| The problem |
Count the lines below that contain the string "pixel" and give only the number.

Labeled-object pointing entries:
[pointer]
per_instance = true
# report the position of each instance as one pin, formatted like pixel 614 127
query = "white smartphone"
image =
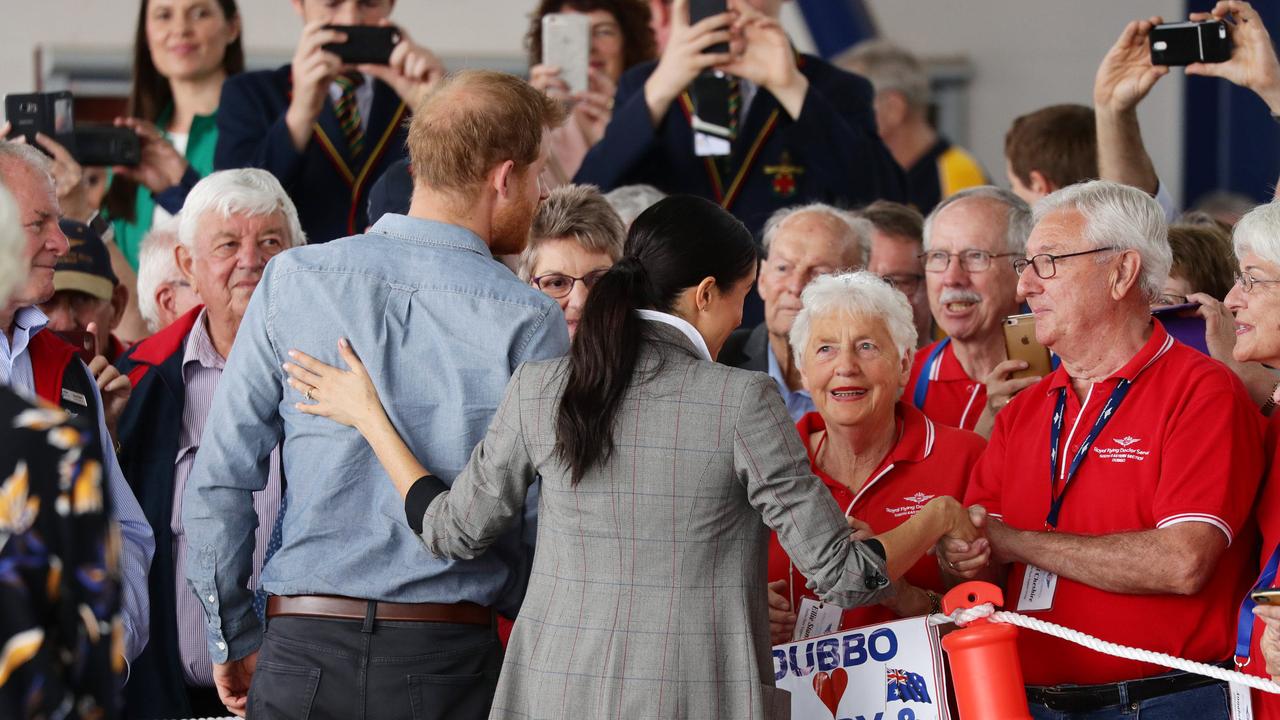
==
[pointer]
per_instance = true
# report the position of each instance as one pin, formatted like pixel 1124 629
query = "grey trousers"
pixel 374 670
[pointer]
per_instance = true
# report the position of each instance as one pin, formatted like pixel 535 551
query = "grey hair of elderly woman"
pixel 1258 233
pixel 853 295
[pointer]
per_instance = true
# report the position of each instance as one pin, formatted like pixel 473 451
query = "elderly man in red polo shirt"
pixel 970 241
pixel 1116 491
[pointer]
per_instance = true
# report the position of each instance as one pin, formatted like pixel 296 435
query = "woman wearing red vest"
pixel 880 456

| Task response |
11